## ИСТОЧНИК
──────────

Главному корпусу назначено было рандеву[88] Подольской губернии при местечке Мурахве (в который [корпус] Сибирский полк был назначен). Оный [корпус] состоял из 17 батальонов, 10 эскадронов кирасир, 18 карабинер, одного донского казачьего полка и 30 орудий полевой артиллерии.

Корпус генерала Эльмта, составляющий из 12 батальонов, 12 эскадронов, двух донских казачьих полков и 30 орудий полевой артиллерии, должен был перейти через Днестр и делать поиски над неприятелем.

Резервный корпус под командою генерала Каменского состоял из 12 батальонов, 12 эскадронов, одного полка донских казаков и 20 орудий полевой артиллерии.

Вся армия, ежели была бы в комплекте, то состояла бы в 50 тыс.; но налицо, конечно, не превосходила 30 тысяч человек.

Как в Украинской армии не было регулярных легких войск, то фельдмаршал испросил позволение у императрицы преобразовать четыре полка карабинер и назвал их легкоездными. У фельдмаршала с князем Потемкиным был спор в наименовании войск: сперва именовали легкою кавалериею, [а] светлейший князь назвал легкою конницею; граф назвал своих легкоездными. Когда светлейший князь впоследствии принял в командование обе армии, назвал их конными егерями, хотя лошади и вооружение оставались те же самые.

Екатеринославская армия числом гораздо была превосходнее [и] двинулась к Очакову. Притом под непосредственным распоряжением светлейшего князя состоял Черноморский флот и гребная флотилия. Всеми морскими силами управлял вице-адмирал Н. С. Мордвинов, флотом начальствовал контр-адмирал Ушаков, имея под собою известного Польжонса, прославившегося в американской войне[89]. Флотилиею командовал принц Нассау.

──────────

## ПИСЬМЕННОЕ ЗАДАНИЕ A
Перепишите отрывок текста о составе армии от «Как в Украинской» до «те же самые.» включительно и переименуйте в нем «легкоездными» в «быстроездными».
## ПИСЬМЕННОЕ ЗАДАНИЕ B
Найдите в перечне все строки, где встречается слово «ceiling», и выпишите их, учитывая регистр букв.
Текст и перечень представляют собой отдельные, не связанные между собой материалы.

──────────

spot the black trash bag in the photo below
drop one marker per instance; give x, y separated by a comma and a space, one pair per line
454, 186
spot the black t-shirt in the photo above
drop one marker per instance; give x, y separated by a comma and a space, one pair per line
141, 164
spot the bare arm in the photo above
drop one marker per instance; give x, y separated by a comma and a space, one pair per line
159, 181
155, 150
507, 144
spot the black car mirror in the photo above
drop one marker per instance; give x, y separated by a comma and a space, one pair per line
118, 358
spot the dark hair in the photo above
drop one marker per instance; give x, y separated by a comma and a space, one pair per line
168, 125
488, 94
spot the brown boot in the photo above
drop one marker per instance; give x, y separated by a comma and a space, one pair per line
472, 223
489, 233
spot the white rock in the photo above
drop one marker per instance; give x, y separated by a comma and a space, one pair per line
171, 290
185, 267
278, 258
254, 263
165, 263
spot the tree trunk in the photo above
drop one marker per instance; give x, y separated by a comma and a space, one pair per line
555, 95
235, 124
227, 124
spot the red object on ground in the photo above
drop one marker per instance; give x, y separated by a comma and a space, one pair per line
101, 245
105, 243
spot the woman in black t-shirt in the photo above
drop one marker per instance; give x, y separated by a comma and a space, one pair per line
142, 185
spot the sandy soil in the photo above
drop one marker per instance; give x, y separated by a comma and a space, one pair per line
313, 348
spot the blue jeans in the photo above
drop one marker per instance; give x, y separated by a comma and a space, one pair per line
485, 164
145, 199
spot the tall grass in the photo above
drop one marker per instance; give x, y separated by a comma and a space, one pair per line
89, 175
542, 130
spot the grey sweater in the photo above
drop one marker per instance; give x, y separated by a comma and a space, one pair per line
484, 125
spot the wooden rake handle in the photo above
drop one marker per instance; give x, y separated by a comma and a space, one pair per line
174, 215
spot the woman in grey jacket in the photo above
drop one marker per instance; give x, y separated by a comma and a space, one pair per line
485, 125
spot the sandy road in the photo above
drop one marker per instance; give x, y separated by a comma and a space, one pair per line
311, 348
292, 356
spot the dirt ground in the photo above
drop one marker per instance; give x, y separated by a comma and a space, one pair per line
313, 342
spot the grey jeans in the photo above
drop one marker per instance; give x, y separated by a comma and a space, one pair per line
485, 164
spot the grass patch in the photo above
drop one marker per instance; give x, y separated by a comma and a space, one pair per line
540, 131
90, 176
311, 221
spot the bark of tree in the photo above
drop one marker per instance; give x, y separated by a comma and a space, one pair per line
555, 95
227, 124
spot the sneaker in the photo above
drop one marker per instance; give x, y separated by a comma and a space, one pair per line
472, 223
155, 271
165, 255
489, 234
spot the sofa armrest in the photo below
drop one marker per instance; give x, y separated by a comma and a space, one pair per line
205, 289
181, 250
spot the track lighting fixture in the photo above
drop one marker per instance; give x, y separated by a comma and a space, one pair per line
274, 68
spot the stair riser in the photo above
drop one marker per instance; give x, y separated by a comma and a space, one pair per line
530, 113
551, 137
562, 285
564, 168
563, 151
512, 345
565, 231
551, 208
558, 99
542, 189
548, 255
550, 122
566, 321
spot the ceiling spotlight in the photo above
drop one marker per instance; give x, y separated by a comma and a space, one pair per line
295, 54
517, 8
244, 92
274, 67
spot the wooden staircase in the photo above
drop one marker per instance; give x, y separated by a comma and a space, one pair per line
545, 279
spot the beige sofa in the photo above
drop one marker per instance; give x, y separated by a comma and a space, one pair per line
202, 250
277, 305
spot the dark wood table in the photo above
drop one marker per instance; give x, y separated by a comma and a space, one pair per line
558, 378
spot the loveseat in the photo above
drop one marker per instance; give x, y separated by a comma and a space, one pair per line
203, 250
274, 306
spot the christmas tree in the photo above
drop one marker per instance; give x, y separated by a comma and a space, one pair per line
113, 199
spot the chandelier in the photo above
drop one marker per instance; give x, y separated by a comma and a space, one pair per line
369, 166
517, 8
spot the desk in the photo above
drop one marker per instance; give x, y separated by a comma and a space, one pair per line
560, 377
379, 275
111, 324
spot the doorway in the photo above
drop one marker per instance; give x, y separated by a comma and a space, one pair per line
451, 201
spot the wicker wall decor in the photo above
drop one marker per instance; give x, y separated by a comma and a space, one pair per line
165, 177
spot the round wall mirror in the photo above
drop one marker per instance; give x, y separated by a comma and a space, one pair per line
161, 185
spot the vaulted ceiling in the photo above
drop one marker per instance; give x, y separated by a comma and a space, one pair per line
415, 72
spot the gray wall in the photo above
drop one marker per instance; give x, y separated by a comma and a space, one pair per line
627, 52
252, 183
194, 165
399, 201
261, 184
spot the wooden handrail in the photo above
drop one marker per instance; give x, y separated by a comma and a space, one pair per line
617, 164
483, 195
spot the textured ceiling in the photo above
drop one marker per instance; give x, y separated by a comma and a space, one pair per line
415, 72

──────────

## РЕШЕНИЕ УПРАЖНЕНИЯ A
Как в Украинской армии не было регулярных легких войск, то фельдмаршал испросил позволение у императрицы преобразовать четыре полка карабинер и назвал их быстроездными. У фельдмаршала с князем Потемкиным был спор в наименовании войск: сперва именовали легкою кавалериею, [а] светлейший князь назвал легкою конницею; граф назвал своих быстроездными. Когда светлейший князь впоследствии принял в командование обе армии, назвал их конными егерями, хотя лошади и вооружение оставались те же самые.

## РЕШЕНИЕ УПРАЖНЕНИЯ B
spot the ceiling spotlight in the photo above
spot the vaulted ceiling in the photo above
spot the textured ceiling in the photo above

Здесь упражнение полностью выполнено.